Data supplied section start
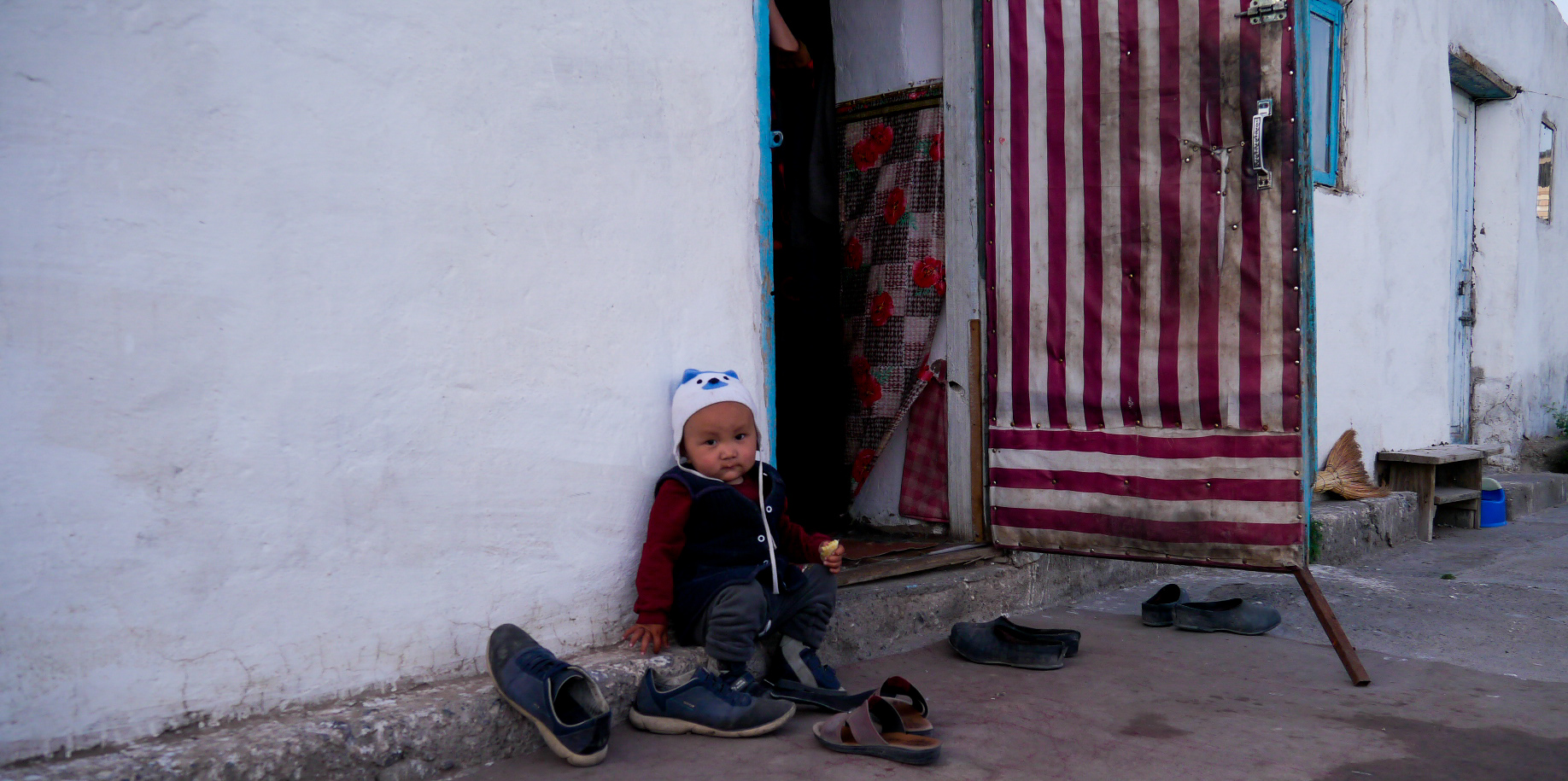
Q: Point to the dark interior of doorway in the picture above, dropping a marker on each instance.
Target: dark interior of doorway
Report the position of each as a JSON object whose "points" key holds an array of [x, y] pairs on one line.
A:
Data supplied section end
Data supplied section start
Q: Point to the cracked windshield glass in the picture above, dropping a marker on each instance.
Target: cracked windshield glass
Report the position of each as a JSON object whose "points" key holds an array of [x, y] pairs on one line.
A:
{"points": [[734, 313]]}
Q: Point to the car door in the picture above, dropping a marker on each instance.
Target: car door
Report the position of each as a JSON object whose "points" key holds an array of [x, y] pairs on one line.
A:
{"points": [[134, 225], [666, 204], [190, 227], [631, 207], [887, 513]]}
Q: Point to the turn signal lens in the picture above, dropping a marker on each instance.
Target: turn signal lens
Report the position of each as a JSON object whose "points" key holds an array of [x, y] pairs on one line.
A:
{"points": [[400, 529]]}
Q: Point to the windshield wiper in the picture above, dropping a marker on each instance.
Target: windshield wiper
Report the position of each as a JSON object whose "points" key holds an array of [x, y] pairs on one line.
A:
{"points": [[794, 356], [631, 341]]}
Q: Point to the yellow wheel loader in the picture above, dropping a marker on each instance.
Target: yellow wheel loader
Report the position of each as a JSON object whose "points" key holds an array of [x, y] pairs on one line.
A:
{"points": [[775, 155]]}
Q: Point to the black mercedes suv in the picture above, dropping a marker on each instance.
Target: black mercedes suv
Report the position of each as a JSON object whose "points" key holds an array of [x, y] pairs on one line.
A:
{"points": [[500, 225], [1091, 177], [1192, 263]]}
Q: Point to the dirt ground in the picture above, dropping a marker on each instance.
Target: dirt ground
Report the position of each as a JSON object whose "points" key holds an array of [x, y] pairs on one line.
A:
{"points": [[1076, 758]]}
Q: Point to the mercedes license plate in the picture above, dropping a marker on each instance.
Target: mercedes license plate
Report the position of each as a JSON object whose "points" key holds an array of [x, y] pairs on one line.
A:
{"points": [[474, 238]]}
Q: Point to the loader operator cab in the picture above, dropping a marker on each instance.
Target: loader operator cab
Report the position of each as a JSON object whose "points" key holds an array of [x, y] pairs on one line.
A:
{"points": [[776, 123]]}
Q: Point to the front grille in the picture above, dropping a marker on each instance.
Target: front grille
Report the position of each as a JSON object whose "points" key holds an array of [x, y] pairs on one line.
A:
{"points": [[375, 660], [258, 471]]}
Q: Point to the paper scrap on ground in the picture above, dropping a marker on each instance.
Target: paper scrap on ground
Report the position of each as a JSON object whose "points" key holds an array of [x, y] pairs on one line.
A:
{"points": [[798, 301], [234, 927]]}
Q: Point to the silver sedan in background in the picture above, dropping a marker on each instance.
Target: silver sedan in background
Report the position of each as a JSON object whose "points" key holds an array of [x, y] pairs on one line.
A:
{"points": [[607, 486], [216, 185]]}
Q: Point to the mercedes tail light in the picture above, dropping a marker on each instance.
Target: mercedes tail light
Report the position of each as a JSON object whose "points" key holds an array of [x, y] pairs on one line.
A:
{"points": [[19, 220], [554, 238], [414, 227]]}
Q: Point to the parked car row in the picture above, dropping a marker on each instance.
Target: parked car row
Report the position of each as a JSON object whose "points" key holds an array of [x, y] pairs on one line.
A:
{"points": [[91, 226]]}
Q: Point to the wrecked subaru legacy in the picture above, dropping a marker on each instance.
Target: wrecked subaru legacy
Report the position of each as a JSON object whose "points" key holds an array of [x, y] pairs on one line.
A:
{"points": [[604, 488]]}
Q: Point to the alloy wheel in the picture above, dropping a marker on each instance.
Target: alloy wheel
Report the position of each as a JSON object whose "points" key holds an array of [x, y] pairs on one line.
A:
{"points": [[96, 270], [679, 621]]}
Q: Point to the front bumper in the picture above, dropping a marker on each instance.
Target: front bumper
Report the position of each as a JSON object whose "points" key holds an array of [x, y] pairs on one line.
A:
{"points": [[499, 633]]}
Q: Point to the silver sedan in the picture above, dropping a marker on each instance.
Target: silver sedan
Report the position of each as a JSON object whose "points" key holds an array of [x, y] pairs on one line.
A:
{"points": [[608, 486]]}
Data supplied section end
Action item: For every line of the entries above that holds "wheel", add one to a tally, and report only the final count.

Written reply: 4